**Task objective**
Search for the word "below" in the entries. Each line that holds it should be copied.
Records for the task START
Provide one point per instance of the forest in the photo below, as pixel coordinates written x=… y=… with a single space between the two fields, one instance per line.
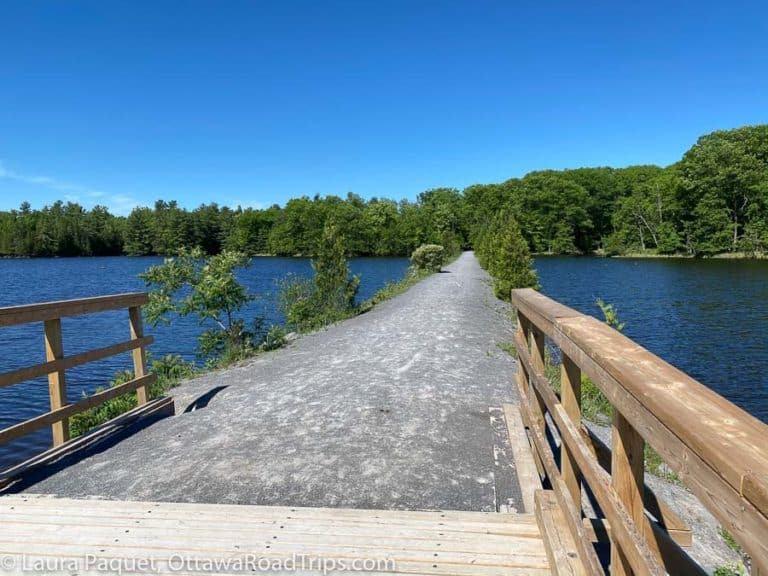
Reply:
x=714 y=200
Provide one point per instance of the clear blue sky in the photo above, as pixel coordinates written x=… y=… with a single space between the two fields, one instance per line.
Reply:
x=252 y=103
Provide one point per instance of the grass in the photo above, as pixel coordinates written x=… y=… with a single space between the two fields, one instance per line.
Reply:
x=595 y=408
x=734 y=569
x=392 y=289
x=729 y=541
x=171 y=370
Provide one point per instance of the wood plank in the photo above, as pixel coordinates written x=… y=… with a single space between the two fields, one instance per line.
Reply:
x=139 y=356
x=635 y=548
x=558 y=542
x=163 y=405
x=736 y=513
x=570 y=395
x=711 y=444
x=675 y=559
x=469 y=521
x=17 y=376
x=527 y=474
x=667 y=518
x=57 y=388
x=17 y=430
x=627 y=471
x=12 y=315
x=571 y=510
x=422 y=543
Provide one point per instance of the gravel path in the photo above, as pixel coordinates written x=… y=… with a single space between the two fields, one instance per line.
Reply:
x=387 y=410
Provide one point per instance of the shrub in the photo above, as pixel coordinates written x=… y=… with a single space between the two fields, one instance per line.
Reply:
x=274 y=338
x=170 y=370
x=428 y=257
x=330 y=295
x=205 y=286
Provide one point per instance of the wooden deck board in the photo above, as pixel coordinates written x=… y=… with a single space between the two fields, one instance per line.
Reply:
x=48 y=529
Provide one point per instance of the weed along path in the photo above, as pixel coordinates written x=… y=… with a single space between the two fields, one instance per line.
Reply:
x=390 y=409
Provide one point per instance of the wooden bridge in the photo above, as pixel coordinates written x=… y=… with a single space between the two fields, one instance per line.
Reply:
x=587 y=507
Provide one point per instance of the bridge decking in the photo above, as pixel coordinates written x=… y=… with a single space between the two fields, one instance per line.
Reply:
x=79 y=533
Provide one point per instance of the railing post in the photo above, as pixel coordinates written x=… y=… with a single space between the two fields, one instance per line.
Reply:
x=57 y=388
x=523 y=331
x=139 y=355
x=570 y=396
x=538 y=360
x=627 y=470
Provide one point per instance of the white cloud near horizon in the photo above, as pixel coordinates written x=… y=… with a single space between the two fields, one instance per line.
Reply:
x=117 y=204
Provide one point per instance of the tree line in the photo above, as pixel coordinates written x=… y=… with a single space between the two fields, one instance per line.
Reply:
x=714 y=200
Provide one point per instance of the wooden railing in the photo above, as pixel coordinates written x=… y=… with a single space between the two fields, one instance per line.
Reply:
x=716 y=449
x=57 y=363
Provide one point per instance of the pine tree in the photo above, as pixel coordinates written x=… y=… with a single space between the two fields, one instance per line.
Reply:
x=335 y=289
x=508 y=257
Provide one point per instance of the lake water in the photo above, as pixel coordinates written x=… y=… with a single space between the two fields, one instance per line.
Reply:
x=708 y=318
x=25 y=281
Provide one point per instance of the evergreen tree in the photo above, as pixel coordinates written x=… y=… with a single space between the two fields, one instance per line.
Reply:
x=507 y=257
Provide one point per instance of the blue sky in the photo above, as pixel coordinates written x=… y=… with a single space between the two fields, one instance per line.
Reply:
x=252 y=103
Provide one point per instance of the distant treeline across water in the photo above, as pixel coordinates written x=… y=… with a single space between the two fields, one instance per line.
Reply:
x=714 y=200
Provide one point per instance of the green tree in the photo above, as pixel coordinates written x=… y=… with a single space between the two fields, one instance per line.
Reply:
x=206 y=287
x=330 y=295
x=505 y=254
x=139 y=233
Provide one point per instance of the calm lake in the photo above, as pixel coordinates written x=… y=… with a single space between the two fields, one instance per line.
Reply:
x=40 y=280
x=709 y=318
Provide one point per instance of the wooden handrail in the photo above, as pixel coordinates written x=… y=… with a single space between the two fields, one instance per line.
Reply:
x=719 y=451
x=57 y=363
x=26 y=313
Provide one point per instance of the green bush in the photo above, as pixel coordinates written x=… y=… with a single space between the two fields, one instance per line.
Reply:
x=330 y=295
x=428 y=257
x=170 y=370
x=274 y=338
x=192 y=283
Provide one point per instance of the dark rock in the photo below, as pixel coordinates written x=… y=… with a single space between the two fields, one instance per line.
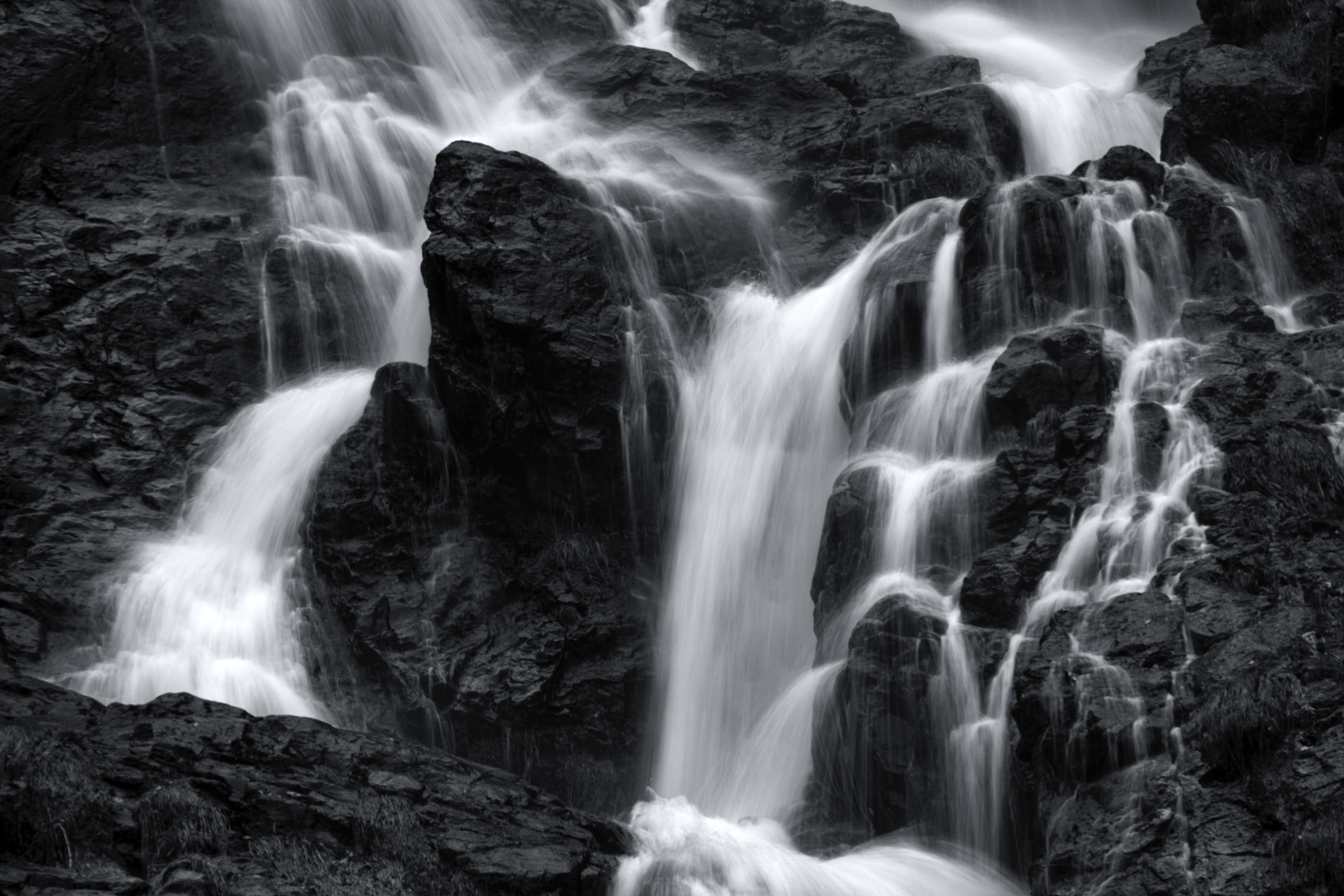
Records for the task END
**Response area**
Provide one point per instance of the forest in the photo below, as pixel coordinates written x=… y=… with a single space between the two fields, one instance per line.
Provide one point per instance of the dark rock in the photo below, as pixel coordinates written x=… y=… with a single space between the two fields, one instance per line.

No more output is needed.